▶ Supplied text
- Genre: Sitcom
- Created by: Jess Oppenheimer
- Written by: Tom Adair James B. Allardice Arthur Julian Jess Oppenheimer
- Directed by: E. W. Swackhamer
- Starring: Glynis Johns Keith Andes
- Country of origin: United States
- Original language: English
- No. of seasons: 1
- No. of episodes: 13

Production
- Executive producer: Jess Oppenheimer
- Camera setup: Multi-camera
- Running time: 22–24 minutes
- Production company: Desilu Productions

Original release
- Network: CBS
- Release: September 25 – December 18, 1963

= Glynis (TV series) =

Glynis is an American sitcom that aired Wednesdays at 8:30 pm on CBS from September 25 to December 18, 1963.

==Synopsis==
The series stars Welsh actress Glynis Johns as Glynis Granville, a mystery writer. Keith Andes appeared as Keith Granville, Glynis' husband who works as a successful criminal defense attorney. Together, the couple would attempt to solve various crimes. George Mathews co-stars as Glynis' friend, Chick Rogers, a retired police officer, who offers advice and solace in her writing.

(Dataset records)
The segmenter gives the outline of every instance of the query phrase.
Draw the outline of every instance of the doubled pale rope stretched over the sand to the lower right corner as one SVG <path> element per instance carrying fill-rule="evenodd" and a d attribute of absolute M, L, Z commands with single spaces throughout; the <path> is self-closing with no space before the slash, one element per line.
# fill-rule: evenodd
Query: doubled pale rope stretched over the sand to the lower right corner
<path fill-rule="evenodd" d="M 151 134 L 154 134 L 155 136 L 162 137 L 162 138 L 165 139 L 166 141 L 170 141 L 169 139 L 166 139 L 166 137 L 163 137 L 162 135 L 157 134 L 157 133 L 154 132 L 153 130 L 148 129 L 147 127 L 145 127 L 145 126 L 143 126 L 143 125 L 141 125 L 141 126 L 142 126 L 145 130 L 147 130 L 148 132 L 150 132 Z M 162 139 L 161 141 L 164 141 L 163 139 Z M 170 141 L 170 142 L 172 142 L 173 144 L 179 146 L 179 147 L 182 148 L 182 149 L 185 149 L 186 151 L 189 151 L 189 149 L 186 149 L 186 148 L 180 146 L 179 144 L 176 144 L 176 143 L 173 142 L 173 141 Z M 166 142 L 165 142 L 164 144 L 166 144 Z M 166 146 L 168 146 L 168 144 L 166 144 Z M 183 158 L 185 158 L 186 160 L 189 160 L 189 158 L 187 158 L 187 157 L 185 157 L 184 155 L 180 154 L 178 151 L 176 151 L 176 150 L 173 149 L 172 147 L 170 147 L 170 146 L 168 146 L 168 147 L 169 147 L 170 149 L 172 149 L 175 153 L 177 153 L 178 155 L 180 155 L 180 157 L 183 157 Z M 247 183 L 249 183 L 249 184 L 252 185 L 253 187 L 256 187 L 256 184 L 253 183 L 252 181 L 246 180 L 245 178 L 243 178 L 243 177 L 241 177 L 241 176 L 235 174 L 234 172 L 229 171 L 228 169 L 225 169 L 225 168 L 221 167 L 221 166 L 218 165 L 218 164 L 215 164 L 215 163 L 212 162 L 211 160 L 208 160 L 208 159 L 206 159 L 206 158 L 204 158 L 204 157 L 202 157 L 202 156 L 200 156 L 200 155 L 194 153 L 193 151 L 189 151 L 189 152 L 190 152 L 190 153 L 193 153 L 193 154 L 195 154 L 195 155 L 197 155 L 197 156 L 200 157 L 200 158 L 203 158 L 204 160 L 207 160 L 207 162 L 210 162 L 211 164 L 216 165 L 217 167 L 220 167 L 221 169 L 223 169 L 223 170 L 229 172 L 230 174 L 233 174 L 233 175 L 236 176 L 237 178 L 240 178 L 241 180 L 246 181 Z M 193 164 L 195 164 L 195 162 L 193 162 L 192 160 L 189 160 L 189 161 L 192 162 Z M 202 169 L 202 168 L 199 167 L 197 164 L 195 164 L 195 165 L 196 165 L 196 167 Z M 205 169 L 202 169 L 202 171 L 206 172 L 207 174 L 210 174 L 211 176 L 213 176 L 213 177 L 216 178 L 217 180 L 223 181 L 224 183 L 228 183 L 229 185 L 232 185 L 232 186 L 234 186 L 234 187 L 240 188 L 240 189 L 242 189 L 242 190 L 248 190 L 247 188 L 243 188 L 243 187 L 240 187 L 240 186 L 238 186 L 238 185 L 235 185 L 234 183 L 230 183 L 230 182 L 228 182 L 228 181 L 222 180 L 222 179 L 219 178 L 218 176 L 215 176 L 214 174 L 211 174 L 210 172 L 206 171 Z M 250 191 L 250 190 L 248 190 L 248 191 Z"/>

▶ Questions to answer
[A] According to the text on the sitcom Glynis, what is Keith Granville's profession?
[B] Carry on the text about the sitcom Glynis, picking up right after its final sentence.
The records are not required for the work requested here.

▶ Exercise results
[A] He is a successful criminal defense attorney.

[B]
Glynis faced competition from the third segment of the 90-minute western The Virginian on NBC and from Bill Cullen's The Price Is Right prime time game show on ABC. The series was canceled after 13 episodes.

In 1965, when CBS brought the series back in reruns as a summer replacement for The Lucy Show, Glynis ranked #6 in the Nielsen ratings.

==Background==
On August 5, 1963, CBS' Vacation Playhouse aired an episode titled "Hide and Seek," which was the pilot for Glynis. The series' working title was The Glynis Johns Show, but eventually it was shortened to the star's first name.

==Production notes==
Glynis was produced by Desilu and created and executive produced by Jess Oppenheimer, who originated I Love Lucy with Lucille Ball and Desi Arnaz.

==Notable guest stars==
- John Dehner
- Eddie Foy Jr.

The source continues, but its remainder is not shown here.